**Explore the material:**
A – Translate this sentence from the forum post on early farming into Spanish: "Pastoral farming could exist anywhere and would be useful on uplands and areas difficult to plough."
B – In the forum post on early farming, where does the writer say the "early farmers" came from?
C – Write a few more sentences for the forum post on early farming, picking up after its last sentence.

**Document section:**
Postby macausland » 12:25 pm

Farmed landscape features I would imagine would depend on the kind of farming being employed and the terrain itself.

Pastoral farming could exist anywhere and would be useful on uplands and areas difficult to plough.

Crop growing could be done in small plots or larger units if the land suited. What sort of crops would be grown at this particular time?

We are told that wheat was invented in the Middle East. And we are also told that the 'early farmers' came from there spreading into Europe and into Britain. Farmers tend to spread and push out the early hunter gatherers and pastoralists. So we are told. A recent example is to be seen in the United States where the indigenous people were pushed off their land by cattle ranchers who were in their turn pushed out by farmers.

According to the Guardian most male dna in Britain came in via the Middle East and this farming expansion.

http://www.theguardian.com/science/2010 ... nt-farmers

So much for Iberia and the Basques. Apparently female dna is not from their proving to the Guardian's satisfaction that British women preferred farmer Giles to Rawhide or Hern the Hunter.

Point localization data
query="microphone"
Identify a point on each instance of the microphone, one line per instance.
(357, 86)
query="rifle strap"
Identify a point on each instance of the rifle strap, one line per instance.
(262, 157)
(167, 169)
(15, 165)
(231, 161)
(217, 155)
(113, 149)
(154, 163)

**Answers to each task:**
A – La ganadería de pastoreo podría existir en cualquier lugar y sería útil en las tierras altas y en las zonas difíciles de arar.

B – The Middle East.

C –
If Stonehenge etc and Orkney were built before the pyramids as we are told what did the people live on before the farmers arrived to show them how to plough?

Did the natives do ploughing at the time planting peas and parsnips if not wheat? Perhaps barley and oats were planted. What kind of plough and what kind of animals would be pulling the plough?

Assuming thousands were busy cutting rocks everywhere to build Stonehenge, Silbury Hill etc. how many people were involved in producing the food the rock people needed?

Most sites on the internet seem to skip the subject with a brief glance at the neolithic, straight into the Bronze Age and then onto Roman terra firma (farmer?)

We are told that wheat was a necessary cheap food invented to feed the pyramid builders. What did our megalithics have on such a large scale? Or was Britain one large cattle ranch with the occasional onion field?